__SHORT EXERCISE__. Rescale the stretch of data from the line containing "Expected: for every instance of the clear" through the end of the data, repeating every line in it, requests included. Multiply each point coordinate in the answers by 1.85 and round to a whole number, with halves going up. Give only those lines.

__MATERIAL PROVIDED__.
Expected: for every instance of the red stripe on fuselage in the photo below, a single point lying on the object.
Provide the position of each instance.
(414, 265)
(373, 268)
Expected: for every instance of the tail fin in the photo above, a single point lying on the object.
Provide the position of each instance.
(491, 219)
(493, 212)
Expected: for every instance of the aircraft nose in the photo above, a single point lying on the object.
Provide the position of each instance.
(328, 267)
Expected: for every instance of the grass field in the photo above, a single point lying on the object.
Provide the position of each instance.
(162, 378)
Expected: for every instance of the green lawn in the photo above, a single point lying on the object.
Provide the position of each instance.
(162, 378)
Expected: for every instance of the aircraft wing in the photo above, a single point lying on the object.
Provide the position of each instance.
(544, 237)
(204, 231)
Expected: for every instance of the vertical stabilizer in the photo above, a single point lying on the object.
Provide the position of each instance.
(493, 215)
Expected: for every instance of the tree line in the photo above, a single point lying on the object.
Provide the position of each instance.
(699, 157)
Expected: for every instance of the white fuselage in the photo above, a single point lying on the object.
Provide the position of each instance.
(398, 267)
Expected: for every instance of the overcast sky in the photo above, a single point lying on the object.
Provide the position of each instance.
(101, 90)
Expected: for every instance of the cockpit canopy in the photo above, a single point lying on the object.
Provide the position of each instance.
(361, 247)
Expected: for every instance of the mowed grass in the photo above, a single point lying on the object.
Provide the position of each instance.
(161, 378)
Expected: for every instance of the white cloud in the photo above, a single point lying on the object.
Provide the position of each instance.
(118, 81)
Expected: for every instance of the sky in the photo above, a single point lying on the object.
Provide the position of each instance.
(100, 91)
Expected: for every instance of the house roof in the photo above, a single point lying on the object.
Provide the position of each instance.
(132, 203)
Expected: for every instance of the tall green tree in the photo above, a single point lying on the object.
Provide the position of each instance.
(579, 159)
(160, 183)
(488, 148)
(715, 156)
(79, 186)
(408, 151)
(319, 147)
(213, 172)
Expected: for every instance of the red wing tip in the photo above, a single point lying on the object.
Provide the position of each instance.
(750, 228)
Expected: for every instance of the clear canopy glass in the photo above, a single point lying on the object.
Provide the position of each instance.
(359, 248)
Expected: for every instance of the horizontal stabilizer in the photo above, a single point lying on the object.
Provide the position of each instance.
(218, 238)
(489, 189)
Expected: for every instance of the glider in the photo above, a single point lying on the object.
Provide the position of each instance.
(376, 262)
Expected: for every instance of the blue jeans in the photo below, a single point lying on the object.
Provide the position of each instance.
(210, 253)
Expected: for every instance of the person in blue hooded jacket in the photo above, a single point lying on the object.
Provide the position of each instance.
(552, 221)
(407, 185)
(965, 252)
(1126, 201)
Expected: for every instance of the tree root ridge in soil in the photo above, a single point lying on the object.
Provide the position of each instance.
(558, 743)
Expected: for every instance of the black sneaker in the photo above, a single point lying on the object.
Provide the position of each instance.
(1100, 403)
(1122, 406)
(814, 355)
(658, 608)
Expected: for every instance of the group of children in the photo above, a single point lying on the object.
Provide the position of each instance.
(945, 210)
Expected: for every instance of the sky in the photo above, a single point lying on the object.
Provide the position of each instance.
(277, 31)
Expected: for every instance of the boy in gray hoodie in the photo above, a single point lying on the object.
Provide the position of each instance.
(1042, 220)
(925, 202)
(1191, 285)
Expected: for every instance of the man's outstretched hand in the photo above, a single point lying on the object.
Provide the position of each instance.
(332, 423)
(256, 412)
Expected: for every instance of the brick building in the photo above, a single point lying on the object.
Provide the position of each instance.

__TASK RESULT__.
Expected: for every instance of the clear canopy glass in the photo above, a single point lying on the object.
Provide the position of each instance.
(664, 459)
Expected: for every instance of the horizontal stabilizer in the photo above, a single point lying on the object.
Provide the position of each instance.
(403, 440)
(905, 350)
Expected: for every instance of the glider in the photo above, a single point lying on the object.
Provide the position of each instance.
(696, 485)
Expected: for every instance of the blue jeans in the photo below, a single point lying on the object.
Provide the position of each instance.
(389, 468)
Expected: for every instance of the person in blue hooded jacket in the photo above, a single point lying on the object.
Provide the position of each instance.
(1021, 409)
(753, 342)
(1785, 466)
(2083, 372)
Expected: for every instance of the tree root ridge in soil in the photo above, a single point lying on the object.
Provide the position of each instance.
(1032, 1375)
Expected: for every instance of the black sneaker in the photo above, a single point lying on the object.
Provide the position of each instance.
(2035, 746)
(2076, 751)
(1506, 657)
(1217, 1125)
Expected: for every instance of the group of children in the photo above, a single point lying on the object.
Provide the position of each instance.
(1748, 389)
Expected: for every instance of the sky in the photo above, a single point lying on the object.
Provide the position of each instance.
(512, 57)
Expected: for every instance of the boy in gray hoodie in the photo above, a single point lying on the object.
Provide the position of each instance.
(1928, 407)
(1711, 374)
(2203, 527)
Expected: for every instance of the man's outstretched hand in the photo above, a single point lying on the object.
Provide the position of each instance.
(614, 783)
(474, 762)
Expected: for every instance of the brick building in the photo above, a single point lying on the object.
Provide the position of each instance.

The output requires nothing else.